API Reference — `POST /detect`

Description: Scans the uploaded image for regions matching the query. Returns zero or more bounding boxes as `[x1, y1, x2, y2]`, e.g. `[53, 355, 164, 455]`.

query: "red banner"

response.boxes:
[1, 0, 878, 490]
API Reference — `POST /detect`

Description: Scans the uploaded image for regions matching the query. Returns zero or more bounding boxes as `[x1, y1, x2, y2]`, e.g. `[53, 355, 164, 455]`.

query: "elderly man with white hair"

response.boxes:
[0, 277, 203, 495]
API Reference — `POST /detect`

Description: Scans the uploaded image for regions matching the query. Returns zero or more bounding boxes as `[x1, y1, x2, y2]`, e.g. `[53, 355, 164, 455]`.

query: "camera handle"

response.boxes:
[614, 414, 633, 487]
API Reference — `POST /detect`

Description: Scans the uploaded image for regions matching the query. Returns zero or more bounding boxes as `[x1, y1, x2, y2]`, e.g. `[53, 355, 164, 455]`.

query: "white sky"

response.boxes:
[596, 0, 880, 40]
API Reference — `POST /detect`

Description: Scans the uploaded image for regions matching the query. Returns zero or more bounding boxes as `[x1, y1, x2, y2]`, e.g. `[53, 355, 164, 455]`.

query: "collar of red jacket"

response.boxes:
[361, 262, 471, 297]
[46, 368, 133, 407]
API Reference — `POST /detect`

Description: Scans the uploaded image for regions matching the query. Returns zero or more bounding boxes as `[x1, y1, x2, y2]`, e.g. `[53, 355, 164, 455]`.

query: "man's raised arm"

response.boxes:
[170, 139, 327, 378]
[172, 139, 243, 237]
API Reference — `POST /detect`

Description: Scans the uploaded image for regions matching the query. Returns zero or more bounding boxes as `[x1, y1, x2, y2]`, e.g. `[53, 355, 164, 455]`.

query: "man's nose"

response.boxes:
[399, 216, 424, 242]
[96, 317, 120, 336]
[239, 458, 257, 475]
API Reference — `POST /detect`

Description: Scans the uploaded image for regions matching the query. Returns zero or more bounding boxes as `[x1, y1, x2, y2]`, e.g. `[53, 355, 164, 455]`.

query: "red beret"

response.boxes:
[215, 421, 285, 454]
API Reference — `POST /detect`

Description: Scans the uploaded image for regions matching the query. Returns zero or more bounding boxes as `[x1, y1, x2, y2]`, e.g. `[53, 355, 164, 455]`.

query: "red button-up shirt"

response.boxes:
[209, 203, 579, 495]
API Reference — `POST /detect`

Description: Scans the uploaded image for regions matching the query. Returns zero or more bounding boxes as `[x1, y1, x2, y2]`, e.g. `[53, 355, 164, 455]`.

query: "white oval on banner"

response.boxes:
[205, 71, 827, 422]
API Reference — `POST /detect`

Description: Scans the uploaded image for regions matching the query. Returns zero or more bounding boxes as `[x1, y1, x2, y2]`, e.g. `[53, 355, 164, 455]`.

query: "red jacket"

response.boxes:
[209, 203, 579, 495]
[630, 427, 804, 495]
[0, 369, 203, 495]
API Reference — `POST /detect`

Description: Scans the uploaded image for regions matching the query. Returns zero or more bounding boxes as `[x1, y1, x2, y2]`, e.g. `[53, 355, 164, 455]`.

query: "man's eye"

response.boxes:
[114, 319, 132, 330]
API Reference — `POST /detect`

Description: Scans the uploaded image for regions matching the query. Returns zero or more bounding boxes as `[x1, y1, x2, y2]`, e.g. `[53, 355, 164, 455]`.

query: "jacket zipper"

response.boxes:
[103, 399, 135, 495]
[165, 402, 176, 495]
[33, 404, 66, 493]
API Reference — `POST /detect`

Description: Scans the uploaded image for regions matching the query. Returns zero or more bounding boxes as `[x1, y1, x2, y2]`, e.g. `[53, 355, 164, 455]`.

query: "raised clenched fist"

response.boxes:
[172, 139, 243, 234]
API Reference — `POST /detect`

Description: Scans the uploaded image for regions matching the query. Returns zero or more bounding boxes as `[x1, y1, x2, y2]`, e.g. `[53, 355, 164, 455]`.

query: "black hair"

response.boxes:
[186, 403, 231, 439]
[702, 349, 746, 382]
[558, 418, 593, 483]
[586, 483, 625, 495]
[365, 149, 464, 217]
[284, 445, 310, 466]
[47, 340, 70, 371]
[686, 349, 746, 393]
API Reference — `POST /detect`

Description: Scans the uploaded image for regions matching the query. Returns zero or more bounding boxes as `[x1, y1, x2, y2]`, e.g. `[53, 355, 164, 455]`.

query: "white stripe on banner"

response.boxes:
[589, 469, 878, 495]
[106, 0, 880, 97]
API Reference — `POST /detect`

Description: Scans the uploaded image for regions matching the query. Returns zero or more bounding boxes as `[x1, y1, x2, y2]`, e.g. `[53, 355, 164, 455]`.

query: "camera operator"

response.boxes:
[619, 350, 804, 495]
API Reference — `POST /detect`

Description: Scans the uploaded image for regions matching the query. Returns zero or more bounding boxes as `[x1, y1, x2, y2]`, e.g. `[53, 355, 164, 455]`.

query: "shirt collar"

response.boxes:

* [TASK GOAL]
Write out the data once more, word for word.

* [ANSWER SPACE]
API Reference — `POST /detect`

Description: Scans the uploaded image for regions matching the query. Returns zero or more bounding boxes as `[x1, y1, x2, y2]`, e.g. `[53, 355, 164, 455]`.

query: "red banner"

response.boxes:
[1, 0, 878, 490]
API Reference — `POST /detect`

Description: Scans the uploaded image for regions matching the query. Returns zero or more bounding boxes as `[x1, y1, x2, y2]`, e.g. `[53, 355, 164, 455]`.

query: "elderly man with white hair"

response.boxes:
[0, 277, 203, 495]
API Reference — `POST /detect`

Description: Scans the uploaded image for regions matching the query. Returns zero or more bounding boxes as `[x1, y1, x2, y2]`, e.g. `[53, 355, 164, 455]`.

query: "camera handle"

response.boxes:
[614, 414, 633, 487]
API Reference — `POST /detect`

Description: Scans the uploaded image for regions matching the query. Returns zero or more bounding boxes as `[x1, y1, x2, y2]`, e.g. `[53, 355, 164, 455]`.

query: "white sky"

response.boxes:
[596, 0, 880, 40]
API Reference — `POST /detect`

Description: Scans the uploaded image for regions matching the query. Returns zero or more bounding boxes as `[x1, y1, x2, y2]`, e.g. `[53, 355, 164, 455]`.

query: "collar of red jacket"

response.boxes:
[361, 262, 471, 297]
[46, 368, 133, 407]
API Reference — `POST /detect`

Description: Scans the uploaded image for regions matching the query. Returns zero or more bounding boxes as `[x1, y1, x2, y2]`, e.g. `[53, 355, 164, 455]`.

query: "man's raised arm"

response.boxes:
[170, 139, 327, 378]
[172, 139, 243, 237]
API Reference — `POST /detect`

Description: Scans the uploaded image for regions matching the query. Returns zero or more bounding boxes as `[x1, y1, x2, y2]`, e.g. `[53, 355, 164, 455]`.

query: "man's nose"

response.boxes:
[399, 216, 424, 242]
[96, 317, 120, 336]
[239, 458, 257, 475]
API Reference — `POST /detect`

Description: Scans the uploaded image for regions matching the query. Returns zero or more bounding boxes as `[x1, y1, x2, y2]`, e.g. `[53, 355, 164, 455]`.

query: "red beret"

response.boxes:
[215, 421, 285, 454]
API Reference — `POST /detect`

Description: Scans the uploaded image for regions matching the query. Returns zero or more bounding boxes as `[x1, y1, x2, y2]`, e.g. `[53, 355, 164, 455]`.

query: "red button-up shirt"

response.boxes:
[209, 203, 579, 495]
API Reference — `POST /detect`

Description: Scans the uploaded image for regions matching the query. Returns zero or more bounding boxes as `[x1, y1, x2, y2]`, e.g. `[53, 355, 164, 455]`.

query: "white oval on banner"

response.boxes:
[205, 71, 827, 422]
API Reference — `POST /detect`

Description: Scans the uploaded image for regions matching the query. Returns zero or more bounding boxes as `[x1, y1, x2, y2]`, e.g. `[53, 355, 164, 455]`.

query: "red jacket"

response.boxes:
[209, 203, 579, 495]
[630, 427, 804, 495]
[0, 369, 203, 495]
API Reference — `POST /detect`

Description: Scans the uploaded image for regions matching the query. Returns zero or more bounding boxes as `[x1, y1, x2, y2]`, e.g. `[53, 355, 164, 455]`.

query: "man's eye"

response.boxes:
[114, 319, 132, 330]
API Reference — `POST /detect`

Description: Scans the uploaded image for regions matching the query. Returns zero or more bounding boxes as `[x1, y1, x2, y2]`, e.g. `[53, 355, 164, 455]`.

query: "jacket zipper"

response.boxes:
[103, 399, 135, 495]
[165, 402, 176, 495]
[33, 404, 66, 493]
API Reference — `POST /detect`

Description: Scans the uploaded image for regions matching the query. Returns zero or more bounding boxes as `[x1, y1, x2, y2]`, e.g. `[53, 355, 164, 455]`.

query: "raised clenched fist"

response.boxes:
[172, 139, 243, 234]
API Reference — `POST /detect`

Description: Scans the uploaded image for regions matching the query. Returns zero or more bounding boxes as `[x1, y1, x2, y2]`, e.g. `[53, 355, 164, 455]`.

query: "black hair"

response.boxes:
[186, 403, 231, 439]
[702, 349, 746, 382]
[558, 418, 593, 483]
[586, 483, 625, 495]
[365, 149, 464, 217]
[284, 445, 310, 466]
[47, 340, 70, 371]
[686, 349, 746, 393]
API Reference — `POST /detect`

Description: Scans the uploaded image for regions matching the query. Returns zero or more bounding boxes as `[x1, y1, x2, y2]`, e.g. `[53, 355, 164, 455]`.

query: "white stripe on banner"

response.boxes:
[589, 469, 878, 495]
[106, 0, 880, 97]
API Reference — `POST /detect`

Description: Scans the uploaded image for regions matching the query. Returns zero or more bounding boxes as `[x1, y1, x2, y2]`, e.g. `[53, 355, 164, 455]`.

query: "camera operator"

response.boxes:
[619, 350, 804, 495]
API Reference — `POST /detect`

Description: Scans the uploaded image for regions matching the query. Returns zero or more bounding boxes as `[x1, y1, x2, y2]`, e.g. `[53, 355, 164, 455]`.

query: "shirt collar"

response.boxes:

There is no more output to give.